→ DESCRIPTION OF THE TASK
Beginning with the line containing "point: solar panel" and ending with the last line of the entries below, copy each line exactly and nothing else.

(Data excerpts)

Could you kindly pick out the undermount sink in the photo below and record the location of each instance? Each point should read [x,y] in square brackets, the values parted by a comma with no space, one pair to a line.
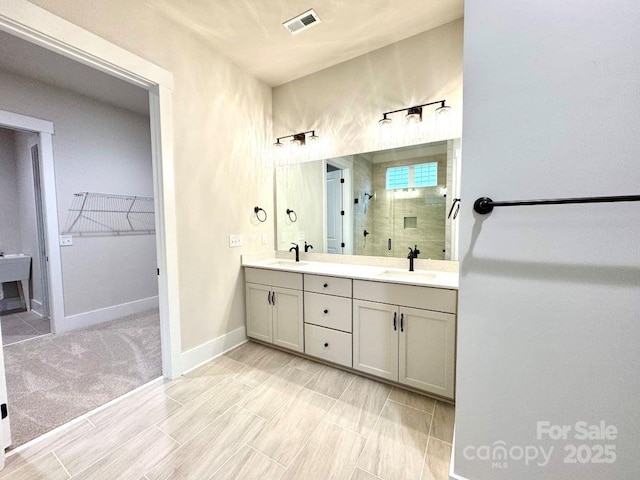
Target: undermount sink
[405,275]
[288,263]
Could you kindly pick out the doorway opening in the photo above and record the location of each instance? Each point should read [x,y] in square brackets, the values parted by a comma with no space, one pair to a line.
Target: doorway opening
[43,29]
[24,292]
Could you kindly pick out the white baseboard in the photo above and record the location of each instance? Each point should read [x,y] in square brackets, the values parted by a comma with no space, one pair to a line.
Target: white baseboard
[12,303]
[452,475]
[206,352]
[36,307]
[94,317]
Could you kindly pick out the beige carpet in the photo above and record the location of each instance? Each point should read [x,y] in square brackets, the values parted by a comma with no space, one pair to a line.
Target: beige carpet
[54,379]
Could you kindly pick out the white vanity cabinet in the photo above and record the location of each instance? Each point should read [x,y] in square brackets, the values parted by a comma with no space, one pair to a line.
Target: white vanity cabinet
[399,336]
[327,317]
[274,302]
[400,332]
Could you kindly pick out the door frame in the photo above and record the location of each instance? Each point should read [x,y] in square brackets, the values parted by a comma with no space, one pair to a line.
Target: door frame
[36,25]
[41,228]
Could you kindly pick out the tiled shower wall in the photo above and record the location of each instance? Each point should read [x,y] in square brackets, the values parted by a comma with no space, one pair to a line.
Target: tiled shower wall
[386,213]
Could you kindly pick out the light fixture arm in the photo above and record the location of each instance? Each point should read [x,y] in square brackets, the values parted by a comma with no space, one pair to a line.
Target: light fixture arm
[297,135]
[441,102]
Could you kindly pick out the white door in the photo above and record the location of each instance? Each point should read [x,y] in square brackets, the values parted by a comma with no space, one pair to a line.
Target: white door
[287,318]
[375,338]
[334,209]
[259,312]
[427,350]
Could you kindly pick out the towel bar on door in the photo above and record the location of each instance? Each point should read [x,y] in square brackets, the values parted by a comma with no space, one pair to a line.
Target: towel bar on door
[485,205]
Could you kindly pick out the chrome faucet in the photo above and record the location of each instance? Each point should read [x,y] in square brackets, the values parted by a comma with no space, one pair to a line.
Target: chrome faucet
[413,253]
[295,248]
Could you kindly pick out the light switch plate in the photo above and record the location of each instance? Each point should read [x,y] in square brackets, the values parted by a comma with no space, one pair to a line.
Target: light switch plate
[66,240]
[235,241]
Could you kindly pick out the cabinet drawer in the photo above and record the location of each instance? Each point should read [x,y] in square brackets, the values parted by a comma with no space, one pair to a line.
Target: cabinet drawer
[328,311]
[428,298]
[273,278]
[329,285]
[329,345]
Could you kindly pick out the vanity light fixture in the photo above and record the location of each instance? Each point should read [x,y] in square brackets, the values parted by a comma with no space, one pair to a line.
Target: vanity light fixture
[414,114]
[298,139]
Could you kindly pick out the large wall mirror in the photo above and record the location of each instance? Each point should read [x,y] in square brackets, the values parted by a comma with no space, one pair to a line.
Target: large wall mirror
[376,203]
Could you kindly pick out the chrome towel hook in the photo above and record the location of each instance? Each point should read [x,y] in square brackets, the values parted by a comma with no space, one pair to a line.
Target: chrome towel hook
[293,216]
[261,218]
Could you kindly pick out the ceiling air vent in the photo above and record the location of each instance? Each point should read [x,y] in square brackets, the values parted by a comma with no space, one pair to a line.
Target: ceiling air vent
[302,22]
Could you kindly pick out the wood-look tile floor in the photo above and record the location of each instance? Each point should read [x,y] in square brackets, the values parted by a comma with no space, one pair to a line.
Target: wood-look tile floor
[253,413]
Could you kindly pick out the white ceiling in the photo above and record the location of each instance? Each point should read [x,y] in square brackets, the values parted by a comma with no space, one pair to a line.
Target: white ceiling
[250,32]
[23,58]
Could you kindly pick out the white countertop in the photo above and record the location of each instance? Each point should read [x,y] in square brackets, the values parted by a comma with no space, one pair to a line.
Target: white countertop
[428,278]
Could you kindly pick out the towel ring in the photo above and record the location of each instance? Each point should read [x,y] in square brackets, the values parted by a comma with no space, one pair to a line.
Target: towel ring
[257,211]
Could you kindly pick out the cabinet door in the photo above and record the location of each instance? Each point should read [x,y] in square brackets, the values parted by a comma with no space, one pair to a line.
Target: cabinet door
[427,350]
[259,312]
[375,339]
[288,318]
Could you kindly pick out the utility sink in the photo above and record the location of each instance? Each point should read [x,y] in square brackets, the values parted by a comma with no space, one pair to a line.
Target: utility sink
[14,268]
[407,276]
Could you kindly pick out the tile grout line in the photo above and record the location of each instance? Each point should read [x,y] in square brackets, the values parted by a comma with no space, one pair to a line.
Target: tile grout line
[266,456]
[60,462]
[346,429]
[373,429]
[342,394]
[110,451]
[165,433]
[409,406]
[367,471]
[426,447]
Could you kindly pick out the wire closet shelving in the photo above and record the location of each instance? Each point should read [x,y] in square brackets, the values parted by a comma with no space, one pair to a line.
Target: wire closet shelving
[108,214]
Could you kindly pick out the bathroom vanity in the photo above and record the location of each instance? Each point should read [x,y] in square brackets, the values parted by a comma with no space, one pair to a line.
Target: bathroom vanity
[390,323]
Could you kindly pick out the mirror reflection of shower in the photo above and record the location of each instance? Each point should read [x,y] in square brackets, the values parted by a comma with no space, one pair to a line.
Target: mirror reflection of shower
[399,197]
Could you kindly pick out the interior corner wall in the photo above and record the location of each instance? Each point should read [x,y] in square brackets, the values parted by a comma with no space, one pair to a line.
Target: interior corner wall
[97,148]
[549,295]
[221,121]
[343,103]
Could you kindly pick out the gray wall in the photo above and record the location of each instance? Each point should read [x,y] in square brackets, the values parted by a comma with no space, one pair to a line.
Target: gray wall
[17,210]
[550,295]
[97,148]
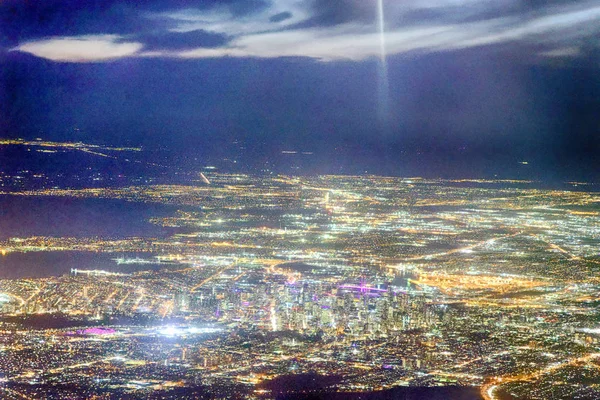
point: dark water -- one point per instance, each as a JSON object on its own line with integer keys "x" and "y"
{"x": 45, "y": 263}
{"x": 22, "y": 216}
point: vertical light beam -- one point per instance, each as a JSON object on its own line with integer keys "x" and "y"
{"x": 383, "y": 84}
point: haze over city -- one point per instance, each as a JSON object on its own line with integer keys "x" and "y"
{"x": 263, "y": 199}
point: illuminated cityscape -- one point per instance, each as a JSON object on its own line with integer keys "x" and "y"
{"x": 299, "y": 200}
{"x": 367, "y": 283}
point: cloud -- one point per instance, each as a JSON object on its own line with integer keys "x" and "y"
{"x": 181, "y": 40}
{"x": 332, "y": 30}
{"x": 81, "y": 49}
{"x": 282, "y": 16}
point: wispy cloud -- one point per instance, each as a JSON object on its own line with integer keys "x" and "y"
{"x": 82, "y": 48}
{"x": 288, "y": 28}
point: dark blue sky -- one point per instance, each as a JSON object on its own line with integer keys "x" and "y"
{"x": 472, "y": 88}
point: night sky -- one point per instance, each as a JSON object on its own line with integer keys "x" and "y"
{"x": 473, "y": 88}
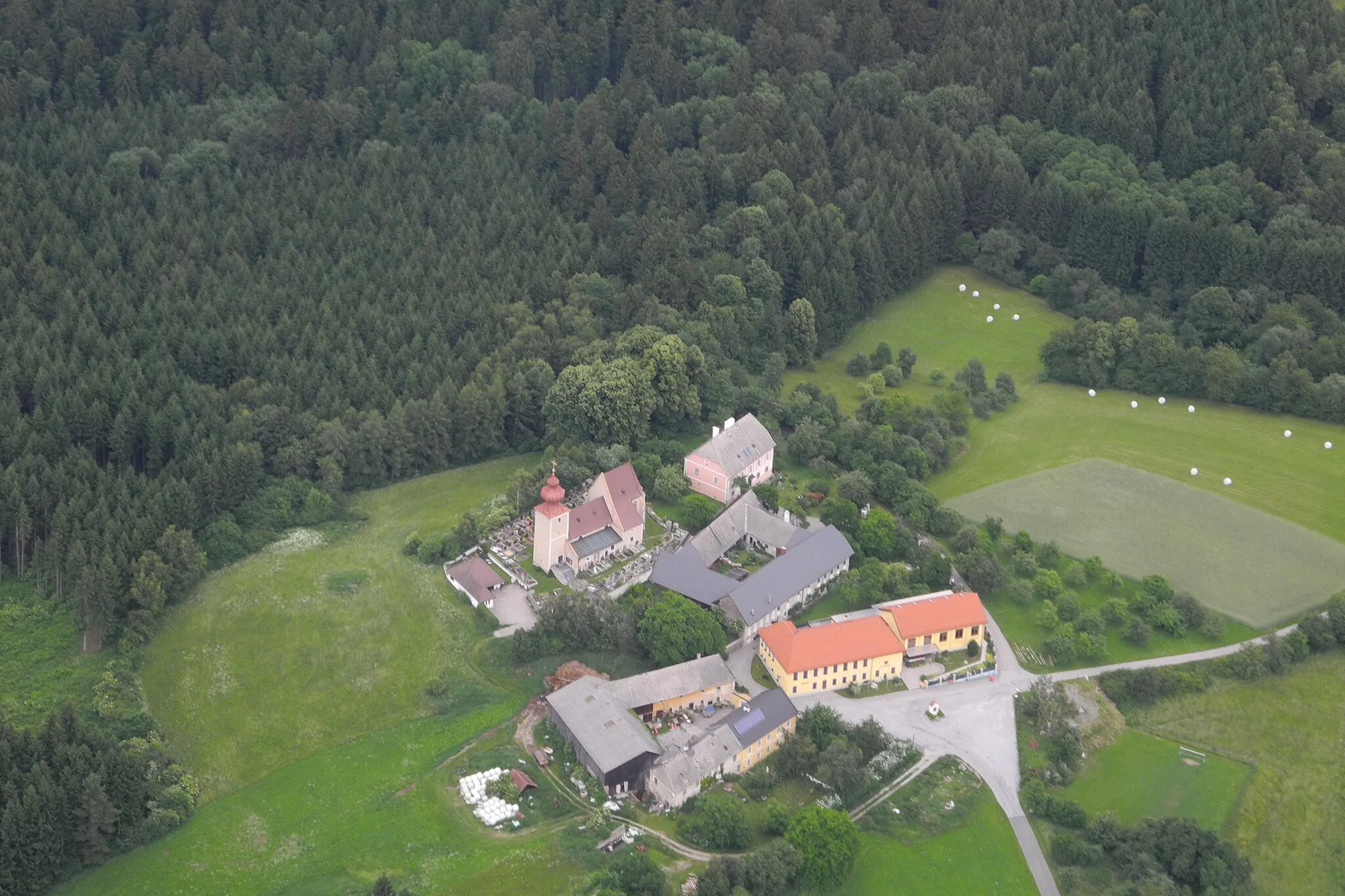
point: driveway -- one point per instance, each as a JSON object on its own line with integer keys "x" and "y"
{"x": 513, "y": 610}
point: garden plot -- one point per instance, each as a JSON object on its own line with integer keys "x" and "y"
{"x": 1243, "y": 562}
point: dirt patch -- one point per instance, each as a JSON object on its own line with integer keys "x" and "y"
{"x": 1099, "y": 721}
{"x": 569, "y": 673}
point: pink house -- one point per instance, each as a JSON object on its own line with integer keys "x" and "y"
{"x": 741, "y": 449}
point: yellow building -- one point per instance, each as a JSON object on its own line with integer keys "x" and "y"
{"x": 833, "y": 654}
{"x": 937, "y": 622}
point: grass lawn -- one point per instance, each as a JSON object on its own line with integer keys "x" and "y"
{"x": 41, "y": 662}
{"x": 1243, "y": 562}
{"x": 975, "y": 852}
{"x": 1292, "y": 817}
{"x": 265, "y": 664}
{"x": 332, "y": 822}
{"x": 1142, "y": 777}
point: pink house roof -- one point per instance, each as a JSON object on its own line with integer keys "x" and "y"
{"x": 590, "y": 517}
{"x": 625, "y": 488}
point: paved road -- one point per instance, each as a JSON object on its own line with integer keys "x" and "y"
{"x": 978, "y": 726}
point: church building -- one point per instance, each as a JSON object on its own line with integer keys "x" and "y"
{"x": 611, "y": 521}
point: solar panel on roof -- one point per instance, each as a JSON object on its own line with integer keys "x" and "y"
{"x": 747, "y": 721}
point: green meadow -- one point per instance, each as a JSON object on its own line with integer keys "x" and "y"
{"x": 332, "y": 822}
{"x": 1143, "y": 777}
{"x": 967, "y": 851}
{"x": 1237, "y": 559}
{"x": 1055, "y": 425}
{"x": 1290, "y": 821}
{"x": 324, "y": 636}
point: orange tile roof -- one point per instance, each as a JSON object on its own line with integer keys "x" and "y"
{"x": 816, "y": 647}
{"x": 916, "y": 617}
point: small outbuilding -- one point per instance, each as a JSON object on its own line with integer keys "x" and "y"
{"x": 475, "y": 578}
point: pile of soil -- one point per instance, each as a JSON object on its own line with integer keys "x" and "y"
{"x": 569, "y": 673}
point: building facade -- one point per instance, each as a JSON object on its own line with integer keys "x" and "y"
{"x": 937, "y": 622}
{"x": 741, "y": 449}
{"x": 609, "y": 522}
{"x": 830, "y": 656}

→ EXERCISE RESULT
point: solar panel on roof -- one point per instance, each as a JSON object on its own line with integer keys "x" and "y"
{"x": 747, "y": 721}
point: green meadow -- one point per instance, each as a JSON object on its own line with integer keys "x" and "y"
{"x": 332, "y": 822}
{"x": 1143, "y": 777}
{"x": 967, "y": 851}
{"x": 1237, "y": 559}
{"x": 1055, "y": 425}
{"x": 1290, "y": 821}
{"x": 324, "y": 636}
point: orange tile roof -- one point per instance, each as a JSON object on its own line with integer keys "x" and "y"
{"x": 816, "y": 647}
{"x": 916, "y": 617}
point: small outbuilding -- one point per instance, each as a JSON object on its own line with integer keys "x" and "y"
{"x": 475, "y": 578}
point: pile of soil -- one point per instance, each as a JSON object on its own line with integer keys "x" and "y"
{"x": 569, "y": 673}
point: building facade -- one point per instance, each as a JSON object on its own line with integer keys "x" and "y"
{"x": 937, "y": 622}
{"x": 741, "y": 449}
{"x": 609, "y": 522}
{"x": 830, "y": 656}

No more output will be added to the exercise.